→ Your objective
Restate the entries word for word, leaving nothing out.

■ ■ ■

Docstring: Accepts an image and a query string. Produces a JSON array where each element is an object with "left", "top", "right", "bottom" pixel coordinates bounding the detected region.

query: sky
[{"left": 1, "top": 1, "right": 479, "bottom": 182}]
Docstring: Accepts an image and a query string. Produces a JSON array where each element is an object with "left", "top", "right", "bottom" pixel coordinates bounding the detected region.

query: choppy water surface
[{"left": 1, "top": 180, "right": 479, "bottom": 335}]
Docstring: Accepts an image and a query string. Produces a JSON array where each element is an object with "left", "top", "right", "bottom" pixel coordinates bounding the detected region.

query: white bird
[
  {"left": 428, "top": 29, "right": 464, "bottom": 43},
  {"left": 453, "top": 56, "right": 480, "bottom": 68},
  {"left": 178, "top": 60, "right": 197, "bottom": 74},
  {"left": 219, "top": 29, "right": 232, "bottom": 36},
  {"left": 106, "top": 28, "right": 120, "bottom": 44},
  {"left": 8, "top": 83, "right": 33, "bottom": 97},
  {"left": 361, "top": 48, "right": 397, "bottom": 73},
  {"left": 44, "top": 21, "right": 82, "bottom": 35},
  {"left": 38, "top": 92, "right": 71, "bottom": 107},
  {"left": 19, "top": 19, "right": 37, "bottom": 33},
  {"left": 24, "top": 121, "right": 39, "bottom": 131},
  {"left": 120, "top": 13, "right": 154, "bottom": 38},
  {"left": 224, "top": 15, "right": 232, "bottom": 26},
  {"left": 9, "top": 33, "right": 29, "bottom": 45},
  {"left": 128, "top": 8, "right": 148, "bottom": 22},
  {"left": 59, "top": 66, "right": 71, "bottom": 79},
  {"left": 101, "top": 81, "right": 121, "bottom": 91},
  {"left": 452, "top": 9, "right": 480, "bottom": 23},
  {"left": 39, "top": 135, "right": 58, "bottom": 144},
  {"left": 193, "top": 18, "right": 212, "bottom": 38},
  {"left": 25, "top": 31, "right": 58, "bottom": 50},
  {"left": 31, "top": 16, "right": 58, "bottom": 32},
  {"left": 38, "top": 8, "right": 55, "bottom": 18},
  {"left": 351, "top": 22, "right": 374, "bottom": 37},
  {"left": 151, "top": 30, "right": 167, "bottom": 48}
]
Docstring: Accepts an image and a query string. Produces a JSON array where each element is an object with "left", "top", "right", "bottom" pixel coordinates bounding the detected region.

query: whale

■ ■ ■

→ Task output
Docstring: Accepts an image and a query string. Produces a JSON array where each element is an object with "left", "top", "right", "bottom" pixel coordinates bounding the detected region.

query: sky
[{"left": 1, "top": 1, "right": 479, "bottom": 182}]
Docstring: Accepts an image and a query string. Produces a JSON array where each element is an object with "left", "top", "right", "bottom" pixel coordinates bounding the detected region.

query: choppy water surface
[{"left": 1, "top": 180, "right": 479, "bottom": 335}]
Docstring: Accepts an image and a query string. Produces a JSON array where each element is an object with "left", "top", "right", "bottom" pixel coordinates bounding the detected region.

query: white bird
[
  {"left": 428, "top": 29, "right": 464, "bottom": 43},
  {"left": 453, "top": 56, "right": 480, "bottom": 68},
  {"left": 178, "top": 60, "right": 197, "bottom": 74},
  {"left": 219, "top": 29, "right": 232, "bottom": 36},
  {"left": 106, "top": 28, "right": 120, "bottom": 44},
  {"left": 8, "top": 83, "right": 33, "bottom": 97},
  {"left": 361, "top": 48, "right": 397, "bottom": 73},
  {"left": 44, "top": 21, "right": 82, "bottom": 35},
  {"left": 38, "top": 92, "right": 71, "bottom": 107},
  {"left": 19, "top": 19, "right": 37, "bottom": 33},
  {"left": 24, "top": 121, "right": 39, "bottom": 131},
  {"left": 120, "top": 13, "right": 154, "bottom": 38},
  {"left": 224, "top": 15, "right": 232, "bottom": 26},
  {"left": 9, "top": 33, "right": 29, "bottom": 45},
  {"left": 128, "top": 8, "right": 148, "bottom": 22},
  {"left": 59, "top": 66, "right": 71, "bottom": 79},
  {"left": 101, "top": 81, "right": 121, "bottom": 91},
  {"left": 452, "top": 9, "right": 480, "bottom": 23},
  {"left": 39, "top": 135, "right": 58, "bottom": 144},
  {"left": 193, "top": 18, "right": 212, "bottom": 38},
  {"left": 25, "top": 31, "right": 58, "bottom": 50},
  {"left": 31, "top": 16, "right": 58, "bottom": 32},
  {"left": 38, "top": 8, "right": 55, "bottom": 18},
  {"left": 351, "top": 22, "right": 374, "bottom": 37},
  {"left": 151, "top": 30, "right": 167, "bottom": 48}
]
Docstring: Accepts an image and a query string. Produces a JSON array where each element is an object with "left", "top", "right", "bottom" pixel coordinates bounding the detected region.

query: whale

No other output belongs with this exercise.